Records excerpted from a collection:
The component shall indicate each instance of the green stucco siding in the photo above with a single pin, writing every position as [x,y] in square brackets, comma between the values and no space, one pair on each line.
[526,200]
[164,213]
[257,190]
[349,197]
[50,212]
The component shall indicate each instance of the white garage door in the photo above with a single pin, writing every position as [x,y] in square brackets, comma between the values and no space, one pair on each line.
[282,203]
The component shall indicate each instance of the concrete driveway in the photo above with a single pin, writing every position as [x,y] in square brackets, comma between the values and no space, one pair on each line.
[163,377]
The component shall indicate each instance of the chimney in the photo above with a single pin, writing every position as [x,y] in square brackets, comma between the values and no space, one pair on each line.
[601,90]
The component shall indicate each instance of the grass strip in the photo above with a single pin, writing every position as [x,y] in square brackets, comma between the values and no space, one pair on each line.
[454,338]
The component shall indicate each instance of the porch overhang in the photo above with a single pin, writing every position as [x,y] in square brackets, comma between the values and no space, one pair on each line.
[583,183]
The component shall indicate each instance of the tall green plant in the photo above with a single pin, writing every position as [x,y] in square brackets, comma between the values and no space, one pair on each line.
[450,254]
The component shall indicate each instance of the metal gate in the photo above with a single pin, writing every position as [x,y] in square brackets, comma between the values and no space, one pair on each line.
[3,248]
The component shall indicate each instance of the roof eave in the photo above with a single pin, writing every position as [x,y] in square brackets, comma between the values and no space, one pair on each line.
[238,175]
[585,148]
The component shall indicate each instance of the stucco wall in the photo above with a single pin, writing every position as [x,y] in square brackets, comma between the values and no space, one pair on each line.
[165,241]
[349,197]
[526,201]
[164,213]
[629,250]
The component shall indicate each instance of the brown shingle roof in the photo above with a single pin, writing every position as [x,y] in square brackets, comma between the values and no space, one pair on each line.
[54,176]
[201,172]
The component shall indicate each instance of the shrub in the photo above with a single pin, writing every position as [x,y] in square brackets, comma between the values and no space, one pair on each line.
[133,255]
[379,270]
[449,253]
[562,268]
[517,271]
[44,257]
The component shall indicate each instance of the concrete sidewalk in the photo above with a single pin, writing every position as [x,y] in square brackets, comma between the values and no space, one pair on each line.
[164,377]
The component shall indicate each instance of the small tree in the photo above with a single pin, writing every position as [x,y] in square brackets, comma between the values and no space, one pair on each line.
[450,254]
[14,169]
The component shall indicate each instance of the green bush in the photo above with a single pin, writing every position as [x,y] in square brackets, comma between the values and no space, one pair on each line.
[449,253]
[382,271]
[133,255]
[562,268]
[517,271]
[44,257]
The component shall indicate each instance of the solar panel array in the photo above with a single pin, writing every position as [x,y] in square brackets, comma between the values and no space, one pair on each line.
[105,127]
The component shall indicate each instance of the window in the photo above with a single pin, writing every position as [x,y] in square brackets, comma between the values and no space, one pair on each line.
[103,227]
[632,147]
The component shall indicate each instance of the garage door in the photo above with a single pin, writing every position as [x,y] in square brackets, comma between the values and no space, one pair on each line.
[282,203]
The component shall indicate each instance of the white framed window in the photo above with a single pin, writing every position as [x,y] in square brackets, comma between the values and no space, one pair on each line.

▸ What this task involves
Copy all of the data exactly.

▸ Completed exercise
The component shall indicate each instance of the green stucco siding in the photo above with a single pin, writing every position as [x,y] in square brackets, comma between the values and no space, one pair on each line.
[526,200]
[164,213]
[257,190]
[349,197]
[50,212]
The component shall indicate each instance of the white garage door in the photo above with a single pin, writing every position as [x,y] in square brackets, comma between the values and no space, one pair on each line.
[282,203]
The component shall indicate each instance of the concrete driveway in the photo above with a single pin, writing every position as [x,y] in square brackets, comma between the values and no space, one pair on each line.
[163,377]
The component shall indicate each instance of the chimney in the photo above with a single pin, writing every position as [x,y] in square brackets, comma between the values and no space, one pair on each line.
[601,90]
The component shall indicate each instance of the grass strip in the photo above with a single pin, writing every position as [x,y] in square brackets, comma between the values and no space, one pair on each line.
[454,338]
The component shall indicate each instance of the porch overhang in the photo above with a single pin, writing every position as [x,y] in square brackets, comma between the values and no space, one pair on each line.
[583,183]
The component shall indicate each instance of the tall green plant in the photo above with a single pin, writing every position as [x,y] in square brackets, comma between the values and no space, one pair on each line.
[450,254]
The component shall indicate each instance of the metal gate in the photo above with a single pin, writing every position as [x,y] in square brackets, comma between the values and no space, one pair on each line.
[3,248]
The component shall indicate each instance of the roof eave in the photo above with a single pin, writing every position as [x,y] in square brackets, comma between the values and no space, one pair on each line.
[238,175]
[585,148]
The component shall indicate each instance of the stucco wall in the photo above with a single pin, writing every position as [x,y] in square brackets, comma between the values and no space, one pair on each line.
[165,241]
[349,197]
[526,201]
[164,213]
[629,250]
The component shall indicate each instance of the brown shingle roof in the photo above with a single pin, writing every position as [x,y] in square brackets, comma between the values and no space, one pair on each line.
[54,176]
[201,172]
The component shall indicate each instance of the shrub in the photo above with a single pin, writing every position as [x,y] in square brackets, comma between the values and no space, one pair on each line.
[133,255]
[379,270]
[449,253]
[562,268]
[517,271]
[44,257]
The component shall indicate each instance of the concrete sidewalk in the photo above with a single pin, writing every position as [x,y] in square brackets, comma between the values and no space, one pair on each line.
[164,377]
The component shall indicate each instance of the small tree in the photo above with a single pin, writing every position as [x,y] in square brackets, comma between the values and no space, one pair on each line.
[450,254]
[14,169]
The component shall indicate each instance of the green bush in the photo above with a single pin, writing every position as [x,y] in square brackets, comma between the values and no space, one pair on each line.
[449,253]
[382,271]
[133,255]
[562,268]
[517,271]
[44,257]
The component shall indicate each instance of the solar panel array in the photo above with a single pin, writing every position as [x,y] in square brackets, comma between the values and no space, one pair on each line.
[105,127]
The component shall indicate each instance of the window in the photo above with a single pin, writing every position as [x,y] in square brackets, comma between the values and no space, one pair on each line.
[103,227]
[632,147]
The component shall indicate each instance of the garage door in the photo above with a single pin, writing every position as [x,y] in square brackets, comma between the values and no space, one pair on each line.
[282,203]
The component shall indicate each instance of the white framed window in the photo above with a single pin, writing every position as [x,y] in square brackets, comma between the values and no space, one pair on each line.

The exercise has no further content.